Search the records below for "rough" and copy every line it turns up in.

----- Task inputs

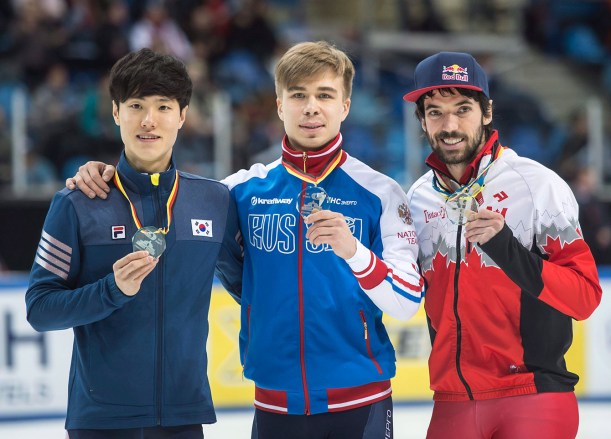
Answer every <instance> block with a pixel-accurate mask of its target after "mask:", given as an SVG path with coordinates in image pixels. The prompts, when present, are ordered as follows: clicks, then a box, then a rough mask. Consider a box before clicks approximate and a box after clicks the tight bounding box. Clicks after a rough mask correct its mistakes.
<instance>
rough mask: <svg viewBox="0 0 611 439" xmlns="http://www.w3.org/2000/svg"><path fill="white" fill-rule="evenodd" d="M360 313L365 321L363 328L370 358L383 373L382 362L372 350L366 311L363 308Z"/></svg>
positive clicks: (363, 325)
mask: <svg viewBox="0 0 611 439" xmlns="http://www.w3.org/2000/svg"><path fill="white" fill-rule="evenodd" d="M359 314H360V315H361V321H362V322H363V329H364V334H365V346H366V347H367V355H369V359H370V360H371V362H372V363H373V365H374V366H375V367H376V369H377V371H378V373H379V374H380V375H381V374H382V368H381V367H380V363H378V360H376V358H375V356H374V355H373V352H372V350H371V342H370V339H369V329H368V328H367V318H366V317H365V312H364V311H363V310H360V311H359Z"/></svg>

----------

- [Result of the exercise]:
Answer every <instance> block with a pixel-accurate mask of its target after "mask:", given as an SVG path with coordinates in image pixels. The prompts, when present, are ordered as follows: clicks, then a box, then a rough mask. Consider a box before clicks approximate and a box after clicks the tight bounding box. Clicks after a rough mask correct its mistakes.
rough mask: <svg viewBox="0 0 611 439" xmlns="http://www.w3.org/2000/svg"><path fill="white" fill-rule="evenodd" d="M360 313L365 321L363 328L370 358L383 373L382 362L372 350L366 311L363 308Z"/></svg>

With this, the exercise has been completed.